■ ENUNCIADO DA TAREFA
Traduza para inglês esta frase da crítica ao disco Drape: "O ornitorrinco parece-se a uma série de animais diferentes, mas vive ameaçado pela extinção a que o remeteu uma natureza pouco apta à sobrevivência."

■ EXCERTO DO DOCUMENTO

Bodyspace (PT)
O problema das amálgamas costuma ser o mesmo que afecta e torna disfuncional o ornitorrinco, aquele animal associado à fauna australiana que tem bico de pato, membranas e o pêlo semelhante ao de um castor. O ornitorrinco parece-se a uma série de animais diferentes, mas vive ameaçado pela extinção a que o remeteu uma natureza pouco apta à sobrevivência. Destinada a ver-se multiplicada a uma velocidade imparável encontra-se a actual geração de músicos japoneses balanceados para a produção de discretos discos electro-acústicos que maravilham mais vezes do que fracassam (a comprová-lo, a label Noble vem ultimamente a obter resultados extremados). Drape revela-nos o desabrochar criativo de Sanae Yamasaki sob o aliás Moskitoo, sem que isso acrescente muito ao género que, esforçadamente e com maior proximidade da electrónica bruta, ainda vai dominando Tujiko Noriko.
Mas nem sequer serve a muitas comparações óbvias uma Tujiko Noriko que é figura internacional da renovada Mego e que, mesmo assim, muito terá influenciado o modo como vão sendo soterrados por arenosas porções digitais e beats entrecortados os sussurros e segredos vocalizados por Yamasaki em “Tip Top Blues”. Muito mais flagrante é realmente a proximidade que mantém Moskitoo e, consequentemente, Drape das estéticas arquitectadas por Taylor Deupree na 12k, quase sempre usufruidora de minimalismos para a formação de mosaicos bem mais amplos que as partes ínfimas agrupadas, e na Happy que reserva à revitalização de discos mais assumidamente pop oriundos do Japão. Enquanto mecenas zeloso de obter um dois em um elaborado à imagem das labels que orienta (e a que se acrescenta uma terceira L-ne), Taylor Deupree sai bem sucedido com a orientação e masterização oferecida a Drape que é claramente obra de protegido.

■ EXCERTOS DOS REGISTOS
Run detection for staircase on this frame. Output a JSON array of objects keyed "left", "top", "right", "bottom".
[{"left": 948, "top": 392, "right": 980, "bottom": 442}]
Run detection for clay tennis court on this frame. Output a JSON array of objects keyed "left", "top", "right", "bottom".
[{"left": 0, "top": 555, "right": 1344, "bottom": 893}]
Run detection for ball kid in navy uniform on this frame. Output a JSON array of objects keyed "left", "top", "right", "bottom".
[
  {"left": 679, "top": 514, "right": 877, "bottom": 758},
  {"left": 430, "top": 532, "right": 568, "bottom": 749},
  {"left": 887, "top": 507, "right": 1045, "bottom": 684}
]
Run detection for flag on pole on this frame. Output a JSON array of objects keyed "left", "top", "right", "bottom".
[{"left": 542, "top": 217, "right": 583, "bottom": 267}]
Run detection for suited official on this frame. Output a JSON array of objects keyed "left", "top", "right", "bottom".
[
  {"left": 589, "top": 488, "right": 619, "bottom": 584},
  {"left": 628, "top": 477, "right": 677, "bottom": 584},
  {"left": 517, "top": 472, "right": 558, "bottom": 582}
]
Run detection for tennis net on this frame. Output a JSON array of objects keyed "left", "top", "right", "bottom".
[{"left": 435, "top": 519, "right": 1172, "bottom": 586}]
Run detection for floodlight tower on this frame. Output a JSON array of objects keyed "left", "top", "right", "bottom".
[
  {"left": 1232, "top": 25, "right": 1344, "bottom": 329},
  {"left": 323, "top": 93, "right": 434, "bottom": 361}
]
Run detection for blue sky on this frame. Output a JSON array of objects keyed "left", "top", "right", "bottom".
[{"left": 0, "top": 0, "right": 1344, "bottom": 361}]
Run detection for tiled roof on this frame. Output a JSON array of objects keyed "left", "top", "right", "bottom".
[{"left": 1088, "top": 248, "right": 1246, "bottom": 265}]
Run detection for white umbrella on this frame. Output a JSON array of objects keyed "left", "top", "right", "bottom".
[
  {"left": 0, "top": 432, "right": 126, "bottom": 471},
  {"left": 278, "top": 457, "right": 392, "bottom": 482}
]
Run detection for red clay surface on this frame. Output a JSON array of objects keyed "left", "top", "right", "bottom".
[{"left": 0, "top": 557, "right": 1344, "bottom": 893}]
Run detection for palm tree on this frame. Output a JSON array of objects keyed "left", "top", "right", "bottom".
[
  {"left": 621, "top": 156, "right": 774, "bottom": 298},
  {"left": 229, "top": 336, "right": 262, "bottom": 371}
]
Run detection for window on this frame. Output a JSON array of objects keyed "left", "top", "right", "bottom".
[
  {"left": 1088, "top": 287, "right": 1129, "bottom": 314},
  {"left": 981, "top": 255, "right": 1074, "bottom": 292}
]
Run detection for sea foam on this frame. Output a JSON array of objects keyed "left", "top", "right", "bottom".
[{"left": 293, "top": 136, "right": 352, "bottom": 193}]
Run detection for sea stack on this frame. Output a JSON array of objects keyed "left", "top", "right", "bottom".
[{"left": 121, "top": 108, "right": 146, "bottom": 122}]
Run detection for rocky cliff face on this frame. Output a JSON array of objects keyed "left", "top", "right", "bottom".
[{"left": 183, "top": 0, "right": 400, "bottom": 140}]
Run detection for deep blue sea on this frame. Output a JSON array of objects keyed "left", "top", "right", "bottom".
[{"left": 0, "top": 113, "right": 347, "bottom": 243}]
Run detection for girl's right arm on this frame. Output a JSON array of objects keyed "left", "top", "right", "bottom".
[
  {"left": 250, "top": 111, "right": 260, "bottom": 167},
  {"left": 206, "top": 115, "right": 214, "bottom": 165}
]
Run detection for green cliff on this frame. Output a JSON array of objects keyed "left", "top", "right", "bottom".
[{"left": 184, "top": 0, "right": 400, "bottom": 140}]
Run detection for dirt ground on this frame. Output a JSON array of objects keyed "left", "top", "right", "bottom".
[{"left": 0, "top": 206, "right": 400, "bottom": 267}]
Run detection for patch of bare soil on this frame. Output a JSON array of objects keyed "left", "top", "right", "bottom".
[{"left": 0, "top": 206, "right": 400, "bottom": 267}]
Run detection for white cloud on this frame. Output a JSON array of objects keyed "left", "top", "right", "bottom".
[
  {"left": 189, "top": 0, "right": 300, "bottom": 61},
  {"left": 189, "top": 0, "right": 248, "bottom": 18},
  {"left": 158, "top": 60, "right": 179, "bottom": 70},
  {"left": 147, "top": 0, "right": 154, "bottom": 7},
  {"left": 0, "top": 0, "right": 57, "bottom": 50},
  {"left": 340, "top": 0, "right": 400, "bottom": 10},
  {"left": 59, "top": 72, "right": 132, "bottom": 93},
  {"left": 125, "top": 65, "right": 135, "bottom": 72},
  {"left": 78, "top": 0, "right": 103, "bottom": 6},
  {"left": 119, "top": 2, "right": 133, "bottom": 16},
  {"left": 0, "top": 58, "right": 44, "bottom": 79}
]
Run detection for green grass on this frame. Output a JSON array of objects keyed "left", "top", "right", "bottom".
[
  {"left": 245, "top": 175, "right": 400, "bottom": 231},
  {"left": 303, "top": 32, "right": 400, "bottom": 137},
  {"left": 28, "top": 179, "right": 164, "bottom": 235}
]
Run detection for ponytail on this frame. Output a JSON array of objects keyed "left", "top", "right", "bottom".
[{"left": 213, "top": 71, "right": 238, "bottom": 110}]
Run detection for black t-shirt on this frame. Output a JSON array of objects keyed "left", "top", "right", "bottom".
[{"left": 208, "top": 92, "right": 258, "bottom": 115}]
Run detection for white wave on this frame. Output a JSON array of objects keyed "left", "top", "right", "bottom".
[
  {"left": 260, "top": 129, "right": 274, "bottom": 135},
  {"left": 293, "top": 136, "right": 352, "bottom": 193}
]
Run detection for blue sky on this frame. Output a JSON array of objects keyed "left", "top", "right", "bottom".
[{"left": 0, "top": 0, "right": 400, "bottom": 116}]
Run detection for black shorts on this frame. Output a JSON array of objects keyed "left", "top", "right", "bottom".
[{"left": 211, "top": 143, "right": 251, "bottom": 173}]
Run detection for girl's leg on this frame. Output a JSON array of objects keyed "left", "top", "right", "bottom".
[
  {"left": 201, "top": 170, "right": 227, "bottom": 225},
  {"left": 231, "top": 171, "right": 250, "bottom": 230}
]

■ RESPOSTA ESCRITA
The platypus resembles a number of different animals, but it lives under threat of the extinction to which a nature poorly suited to survival has consigned it.